(SET TASK): Repeat, exactly and alone, every line from the line that contains "Give the innermost point of each instance of the shadow" to the end of the entries.

(INFORMATION SUPPLIED):
>>>

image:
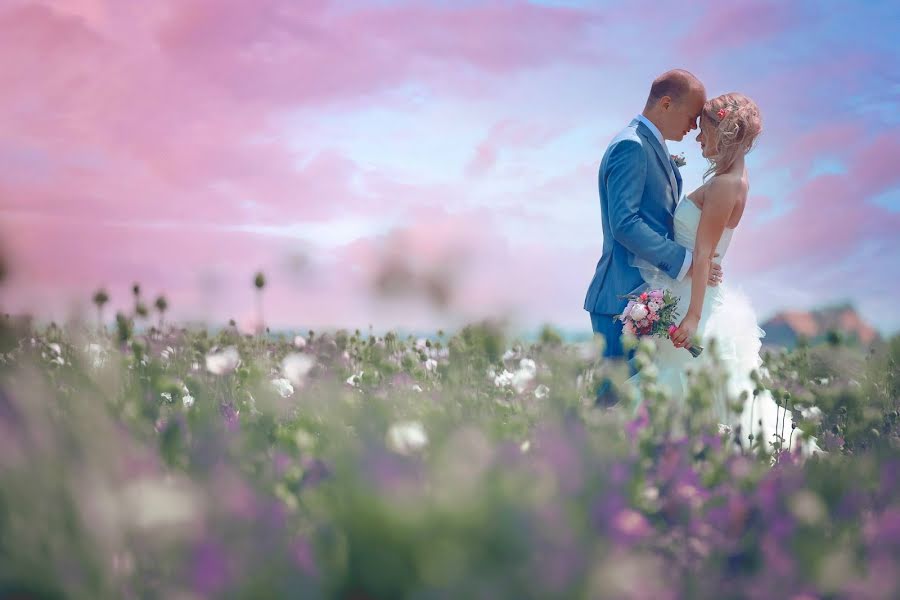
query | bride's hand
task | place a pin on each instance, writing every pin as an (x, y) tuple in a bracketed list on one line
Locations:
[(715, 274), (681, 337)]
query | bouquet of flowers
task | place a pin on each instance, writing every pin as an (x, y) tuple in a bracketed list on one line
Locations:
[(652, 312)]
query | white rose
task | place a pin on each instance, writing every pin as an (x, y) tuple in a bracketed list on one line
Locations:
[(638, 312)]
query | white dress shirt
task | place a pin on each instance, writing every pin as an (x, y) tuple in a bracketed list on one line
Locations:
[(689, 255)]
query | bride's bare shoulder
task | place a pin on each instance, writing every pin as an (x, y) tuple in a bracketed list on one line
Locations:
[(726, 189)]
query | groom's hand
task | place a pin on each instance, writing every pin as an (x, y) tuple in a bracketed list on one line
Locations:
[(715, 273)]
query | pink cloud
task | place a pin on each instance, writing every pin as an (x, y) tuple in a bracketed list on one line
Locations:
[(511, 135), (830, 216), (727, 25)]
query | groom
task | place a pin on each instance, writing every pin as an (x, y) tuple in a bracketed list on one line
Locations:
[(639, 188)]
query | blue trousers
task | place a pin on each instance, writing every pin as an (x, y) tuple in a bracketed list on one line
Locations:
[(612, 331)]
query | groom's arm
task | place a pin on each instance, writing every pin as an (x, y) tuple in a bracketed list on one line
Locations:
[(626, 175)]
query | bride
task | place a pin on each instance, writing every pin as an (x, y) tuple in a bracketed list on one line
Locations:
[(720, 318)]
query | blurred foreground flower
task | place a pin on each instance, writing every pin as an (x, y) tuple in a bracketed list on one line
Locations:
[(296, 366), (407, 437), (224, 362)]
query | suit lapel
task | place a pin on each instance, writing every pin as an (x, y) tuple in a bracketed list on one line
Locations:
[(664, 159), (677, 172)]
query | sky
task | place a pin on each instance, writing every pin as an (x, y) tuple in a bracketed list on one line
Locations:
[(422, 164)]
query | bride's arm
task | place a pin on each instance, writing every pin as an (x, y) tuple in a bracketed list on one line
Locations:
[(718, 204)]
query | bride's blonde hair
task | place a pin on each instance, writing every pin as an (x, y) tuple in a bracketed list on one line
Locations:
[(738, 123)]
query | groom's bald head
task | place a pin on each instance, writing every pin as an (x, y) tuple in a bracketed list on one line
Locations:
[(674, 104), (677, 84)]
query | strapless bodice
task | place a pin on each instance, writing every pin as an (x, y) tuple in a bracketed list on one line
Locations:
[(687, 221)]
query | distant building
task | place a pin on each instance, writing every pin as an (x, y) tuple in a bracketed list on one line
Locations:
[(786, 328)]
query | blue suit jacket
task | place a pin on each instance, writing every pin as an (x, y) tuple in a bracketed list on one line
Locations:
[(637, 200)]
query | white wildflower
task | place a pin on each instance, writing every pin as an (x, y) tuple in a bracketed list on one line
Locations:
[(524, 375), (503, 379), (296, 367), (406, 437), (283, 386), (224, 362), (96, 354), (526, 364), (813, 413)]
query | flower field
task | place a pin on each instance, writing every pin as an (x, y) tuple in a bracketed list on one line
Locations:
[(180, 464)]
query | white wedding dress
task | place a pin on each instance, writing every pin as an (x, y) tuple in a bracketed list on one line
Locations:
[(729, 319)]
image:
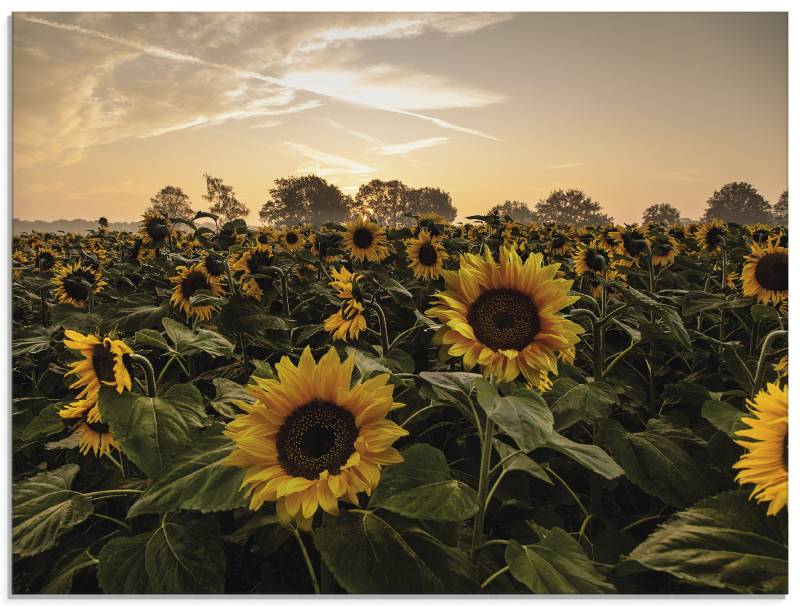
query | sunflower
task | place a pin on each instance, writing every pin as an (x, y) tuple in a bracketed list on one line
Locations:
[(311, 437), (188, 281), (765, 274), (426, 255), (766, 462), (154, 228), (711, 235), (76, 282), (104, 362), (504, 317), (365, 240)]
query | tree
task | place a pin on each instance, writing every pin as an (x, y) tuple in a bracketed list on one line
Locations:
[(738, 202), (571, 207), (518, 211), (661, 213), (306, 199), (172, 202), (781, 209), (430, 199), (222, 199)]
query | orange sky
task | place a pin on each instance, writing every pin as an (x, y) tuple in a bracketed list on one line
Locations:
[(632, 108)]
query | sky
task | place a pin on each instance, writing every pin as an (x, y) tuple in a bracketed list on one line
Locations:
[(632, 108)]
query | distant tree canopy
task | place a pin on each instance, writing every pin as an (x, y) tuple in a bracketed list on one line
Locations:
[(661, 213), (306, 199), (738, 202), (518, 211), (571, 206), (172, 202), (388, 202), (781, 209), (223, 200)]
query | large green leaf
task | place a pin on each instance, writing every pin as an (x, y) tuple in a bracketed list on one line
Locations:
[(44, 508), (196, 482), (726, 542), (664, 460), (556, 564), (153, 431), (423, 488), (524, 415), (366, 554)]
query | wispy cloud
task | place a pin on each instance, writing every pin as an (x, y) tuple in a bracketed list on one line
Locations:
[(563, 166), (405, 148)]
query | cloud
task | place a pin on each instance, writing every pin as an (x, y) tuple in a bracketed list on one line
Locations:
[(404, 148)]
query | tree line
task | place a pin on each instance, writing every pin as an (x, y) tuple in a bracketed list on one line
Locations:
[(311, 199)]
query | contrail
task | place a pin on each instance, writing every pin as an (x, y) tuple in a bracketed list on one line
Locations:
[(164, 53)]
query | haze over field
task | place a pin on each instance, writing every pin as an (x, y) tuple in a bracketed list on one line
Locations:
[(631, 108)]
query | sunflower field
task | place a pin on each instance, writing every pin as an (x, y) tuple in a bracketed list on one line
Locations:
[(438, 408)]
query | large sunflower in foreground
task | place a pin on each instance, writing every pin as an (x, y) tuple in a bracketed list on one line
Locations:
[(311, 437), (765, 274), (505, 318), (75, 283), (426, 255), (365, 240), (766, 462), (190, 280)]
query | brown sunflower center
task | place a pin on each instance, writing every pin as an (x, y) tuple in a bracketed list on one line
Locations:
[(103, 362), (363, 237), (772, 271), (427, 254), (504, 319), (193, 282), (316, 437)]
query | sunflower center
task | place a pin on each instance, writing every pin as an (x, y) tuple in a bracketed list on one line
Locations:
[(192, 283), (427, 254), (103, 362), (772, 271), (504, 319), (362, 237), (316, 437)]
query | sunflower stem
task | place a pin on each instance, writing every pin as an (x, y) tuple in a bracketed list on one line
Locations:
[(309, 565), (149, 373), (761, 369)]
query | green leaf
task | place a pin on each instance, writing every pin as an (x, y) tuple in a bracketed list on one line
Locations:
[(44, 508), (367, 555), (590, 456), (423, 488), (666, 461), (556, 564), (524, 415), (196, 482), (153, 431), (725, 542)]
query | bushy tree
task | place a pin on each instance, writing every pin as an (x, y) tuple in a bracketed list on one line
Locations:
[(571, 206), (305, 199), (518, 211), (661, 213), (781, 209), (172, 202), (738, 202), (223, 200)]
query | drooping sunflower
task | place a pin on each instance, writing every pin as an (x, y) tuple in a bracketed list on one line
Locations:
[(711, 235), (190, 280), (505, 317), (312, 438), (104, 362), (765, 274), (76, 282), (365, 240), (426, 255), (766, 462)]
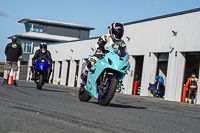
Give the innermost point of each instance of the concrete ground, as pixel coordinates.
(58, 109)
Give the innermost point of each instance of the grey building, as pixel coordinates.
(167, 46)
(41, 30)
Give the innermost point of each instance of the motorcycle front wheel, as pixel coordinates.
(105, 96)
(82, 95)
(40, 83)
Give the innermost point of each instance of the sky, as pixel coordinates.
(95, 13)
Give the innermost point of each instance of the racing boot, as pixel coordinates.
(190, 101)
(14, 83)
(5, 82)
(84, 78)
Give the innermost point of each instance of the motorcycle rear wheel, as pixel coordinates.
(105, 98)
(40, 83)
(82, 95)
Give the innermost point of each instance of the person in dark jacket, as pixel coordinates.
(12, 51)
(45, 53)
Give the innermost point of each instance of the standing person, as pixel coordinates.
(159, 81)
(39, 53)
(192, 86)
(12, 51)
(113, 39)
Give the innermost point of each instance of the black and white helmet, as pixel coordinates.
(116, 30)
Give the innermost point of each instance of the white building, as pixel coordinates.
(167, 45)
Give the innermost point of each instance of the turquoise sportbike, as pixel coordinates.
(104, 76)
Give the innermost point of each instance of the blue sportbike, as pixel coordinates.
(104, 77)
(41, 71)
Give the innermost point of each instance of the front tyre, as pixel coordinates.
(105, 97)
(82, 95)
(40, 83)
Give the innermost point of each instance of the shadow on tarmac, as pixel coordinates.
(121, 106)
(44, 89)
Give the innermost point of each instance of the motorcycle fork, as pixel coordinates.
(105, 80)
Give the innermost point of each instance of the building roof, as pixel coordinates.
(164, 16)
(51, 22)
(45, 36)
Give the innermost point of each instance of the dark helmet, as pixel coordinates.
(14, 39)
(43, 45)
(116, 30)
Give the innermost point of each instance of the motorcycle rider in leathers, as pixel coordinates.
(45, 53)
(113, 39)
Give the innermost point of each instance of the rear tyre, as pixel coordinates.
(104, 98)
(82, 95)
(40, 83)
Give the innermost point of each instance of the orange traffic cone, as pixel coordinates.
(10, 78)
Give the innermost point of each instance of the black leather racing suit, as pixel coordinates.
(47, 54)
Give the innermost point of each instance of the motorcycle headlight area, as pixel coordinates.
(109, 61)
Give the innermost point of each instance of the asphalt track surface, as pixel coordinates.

<<<

(RESPONSE BELOW):
Give the innermost point of each instance of the shadow on tarmac, as pixel coordinates.
(121, 106)
(44, 89)
Give the innermost point of each instance of the motorcycle fork, as pixel coordinates.
(105, 80)
Give the innermost point of each instance of the building roof, as pixel coordinates.
(164, 16)
(51, 22)
(45, 36)
Give the innermost point of each instance of the dark helmet, as pixel coordinates.
(14, 39)
(43, 45)
(116, 30)
Give the innermost point of each instance of the motorcycle rider in leathers, as pixel coordinates.
(45, 53)
(113, 39)
Give the innermost point of each instance of the rear tyre, as pixel coordinates.
(104, 98)
(82, 95)
(40, 83)
Give the innermost point of each instance of the orange traffic cone, as pixel coordinates.
(10, 78)
Give the innermost point of each instance of the black leather racing suit, as pixel coordinates.
(47, 54)
Give the innermost point of each instance of the motorcycle headlight area, as pixel coordinates.
(109, 61)
Give the innermost point of each instance of the asphalt track surface, as pixel coordinates.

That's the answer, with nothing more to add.